begin DOCUMENT
Guildenstern has asked for the wisdom of the Perl Monks concerning the following question:

I am testing a product, and am trying to determine how secure the remote adminstration tool is. I have captured many packets while performing normal admin type tasks. I have this information in a text file, with only the data sections of each packet present. (From the UDP checksum to the end of the packet.) What I want to do is write a script that will check outgoing and incoming packets for repetitions of patterns, since there is supposed to be a "magic number" embedded in the packet to identify it as coming from the correct application, and to see how well encrypted the password is (username is sent cleartext!). What would be a good way to go about finding the largest sequence of bytes that show up in the largest number of packets? I've hacked quite a few scripts in my day, but they were pretty simple. I have a feeling that if I go at this without a little direction the results could be particularly ugly. Any suggestions (hashes, regexp, invocation of minor deities) are welcome.

Replies are listed 'Best First'.
(jjhorner)Finding patterns in packet data?
by jjhorner (Hermit) on Aug 04, 2000 at 21:26 UTC

    Have you ever looked at snort?

    How are you going to sniff the packets? tcpdump? Or are you working on a Windows box?

    I am not sure why you are looking for a magic number in the packet. The packet should have some port information, and the tool should be working on a port. Just sniff packets to the server port and to the client port.

    Let us know more info if you have it.

    UPDATE: I'm obliged to remind all that sniffing packets across a network that is not under your command is wrong and is considered computer abuse. You can be prosecuted. Don't try to break the security and don't try to make the administrator's job any harder.
end DOCUMENT
begin ENTRIES PROVIDED
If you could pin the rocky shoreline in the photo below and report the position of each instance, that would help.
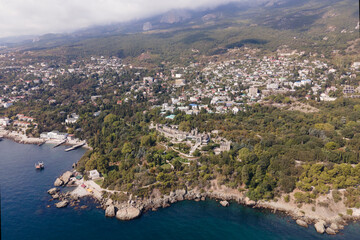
(134, 207)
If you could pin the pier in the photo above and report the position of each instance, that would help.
(57, 145)
(74, 147)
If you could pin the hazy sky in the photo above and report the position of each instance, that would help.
(27, 17)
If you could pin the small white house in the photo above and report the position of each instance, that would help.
(4, 121)
(93, 174)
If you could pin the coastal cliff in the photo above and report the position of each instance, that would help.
(326, 219)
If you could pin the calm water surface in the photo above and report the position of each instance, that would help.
(24, 214)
end ENTRIES PROVIDED
:: PROBLEM SET ::
1. From the Perl Monks thread, copy the passage that begins at the words "(jjhorner)Finding patterns in" and ends after the words "job any harder.".
2. Answer these questions about the Perl Monks thread:
(a) According to the original question, what is sent in cleartext?
(b) What tool does jjhorner ask whether the poster has looked at?
(c) On what date was jjhorner's reply posted?
This material is not needed for the work here.

:: ANSWER LIST ::
1.
(jjhorner)Finding patterns in packet data?
by jjhorner (Hermit) on Aug 04, 2000 at 21:26 UTC

    Have you ever looked at snort?

    How are you going to sniff the packets? tcpdump? Or are you working on a Windows box?

    I am not sure why you are looking for a magic number in the packet. The packet should have some port information, and the tool should be working on a port. Just sniff packets to the server port and to the client port.

    Let us know more info if you have it.

    UPDATE: I'm obliged to remind all that sniffing packets across a network that is not under your command is wrong and is considered computer abuse. You can be prosecuted. Don't try to break the security and don't try to make the administrator's job any harder.

2.
(a) The username is sent in cleartext.
(b) jjhorner asks whether the poster has looked at snort.
(c) The reply was posted on Aug 04, 2000.